> [Work instruction A]:
In the interview about 1960s Los Angeles and the Manson family, whom did Squeaky care for?
> [Work instruction B]:
Carry on the interview about 1960s Los Angeles and the Manson family from its last line.

> [Source document]:
==========

In the last 50 years the city of Los Angeles must have changed a lot. If I were to ask you about something you miss from back then, what would you tell me?

— I guess it's just nicer to stay at home watching DVDs without having to put up with the commercials on the TV channels. 50 years ago I didn't mind the commercials! As a kid I loved to stay up late watching old movies. In the late 60's, however, the word on everyone's lips was groovy and the hairstyles were groovy, and the music was groovy, and the cars were groovy...

And, at the same time, it was a time when characters like Charles Manson and his family could become a threat.

— Yeah, of course they were. There was the Manson family, but there were also political assassinations, and the Vietnam War was raging. It was a curious combination: on the one hand you had all this, and on the other hand you had a wonderful pop culture.

Was one of the challenges of writing the novel to humanize Charles Manson a little more? I don't mean, by any means, to say to forgive him but to show him not just as a crazy cult leader.

— I suppose that was one of the intentions, yes. What I didn't want was for the reader to come to feel sorry for him. Writing about monsters is too easy. The trick is to go the other way. Neither the audience nor the readers can identify with a monster. It's more disturbing to be told the story of a human being than that of a monster.

Manson's dream was to make a career as a musician. He was friends with Dennis Wilson, one of the Beach Boys. He was very disappointed when he failed artistically.

— All of that can be easily found in books about Manson, I haven't made any of it up. The Manson family has a horrible side to it, I won't deny that, but at the same time you also find that one of the girls, Squeaky, took care of George, the owner of the Spahn ranch, where they all lived. In addition to the crimes, this is also true: Squeaky really cared for George.

There's an episode where another of the girls, Pussycat, breaks into a house in a residential neighbourhood and puts on a performance...

— It's pretty disturbing, isn't it? That was my intention, in any case.

The explicit violence that abounds in your films here is more psychological. It's true that in the film it was already less important than in The Hateful Eight or in Django Unchained but in the book it is even more anecdotal. Why?

==========

> [Provided material]:
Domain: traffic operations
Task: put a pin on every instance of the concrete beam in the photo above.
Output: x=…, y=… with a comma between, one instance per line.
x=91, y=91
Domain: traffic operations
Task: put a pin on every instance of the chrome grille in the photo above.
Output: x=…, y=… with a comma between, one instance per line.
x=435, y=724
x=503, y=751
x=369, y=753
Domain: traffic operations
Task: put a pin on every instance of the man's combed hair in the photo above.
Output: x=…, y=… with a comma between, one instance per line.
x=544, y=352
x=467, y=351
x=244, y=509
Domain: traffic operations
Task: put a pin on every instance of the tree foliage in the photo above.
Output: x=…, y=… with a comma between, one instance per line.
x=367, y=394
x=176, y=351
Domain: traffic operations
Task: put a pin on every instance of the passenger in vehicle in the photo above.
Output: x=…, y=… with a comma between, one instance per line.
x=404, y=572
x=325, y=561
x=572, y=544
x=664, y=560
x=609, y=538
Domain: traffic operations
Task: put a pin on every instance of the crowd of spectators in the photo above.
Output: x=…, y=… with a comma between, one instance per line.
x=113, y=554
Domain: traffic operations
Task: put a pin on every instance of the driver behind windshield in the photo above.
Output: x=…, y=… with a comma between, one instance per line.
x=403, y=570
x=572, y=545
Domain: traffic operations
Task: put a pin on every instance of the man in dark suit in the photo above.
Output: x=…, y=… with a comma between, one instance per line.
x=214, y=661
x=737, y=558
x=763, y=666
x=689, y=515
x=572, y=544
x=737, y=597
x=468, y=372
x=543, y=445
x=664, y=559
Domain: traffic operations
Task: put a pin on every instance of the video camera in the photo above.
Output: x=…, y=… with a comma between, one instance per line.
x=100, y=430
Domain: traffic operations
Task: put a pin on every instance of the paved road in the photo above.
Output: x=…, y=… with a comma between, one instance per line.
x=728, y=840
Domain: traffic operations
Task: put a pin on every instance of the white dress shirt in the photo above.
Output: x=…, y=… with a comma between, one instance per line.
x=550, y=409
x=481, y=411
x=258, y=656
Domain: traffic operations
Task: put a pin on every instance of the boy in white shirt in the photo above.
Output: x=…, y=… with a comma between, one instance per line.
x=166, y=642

==========

> [Reply A]:
George, the owner of the Spahn ranch where the family lived.

> [Reply B]:
— They are two different ways of approaching the same thing. A film like Once Upon a Time in Hollywood had to be set towards a particular climax. Viewers had sat through more than two hours to get to a point that would surprise them and be worthwhile.

That's why we know the ending of the film right away in the novel. It's a way of explaining that things will go another way.

— It didn't make any sense to repeat the strategy. The book has a different narrative arc and the aim is to leave you with a different feeling.

An image of the girls who followed Charles Manson during the murder of Sharon Tate.

We won't make any spoilers but we can explain that one of the subplots of the novel has to do with that Western series where Rick will participate in the pilot episode.

— I had a blast writing the chapters set in the West. It's one of my obsessions. The pages about the Lancer family - the revenge the two sons plan against the father, the kidnapping of the little sister - are the ones I enjoyed the most. In fact, when I took the novel to several publishers to see if they were interested in publishing it, I remember a conversation with an editor who told me: the chapters set in the West are some of the best because you don't try to write like Quentin Tarantino.

It must be an homage to some of the authors who appear in the book, such as Elmore Leonard, Marvin H. Albert or Ralph Hayes.

— Yes, homages abound in everything I do. At the same time, readers who finish the novel will see that the Western chapters are dramatically connected to the ending.

And now that you're officially a novelist, is your next step a return to film?

— No

I know you've recently become a father, maybe you don't have much time?

— [laughs] I'm in a very sweet moment in my life. I'm very happy. My son leaves me some time to write and I'm working on a book about cinema right now. I'm analysing several films from the 70s that have marked me, combining it with personal memories.

You will make your debut again, if all goes well?

— Yes, but this time as an essayist!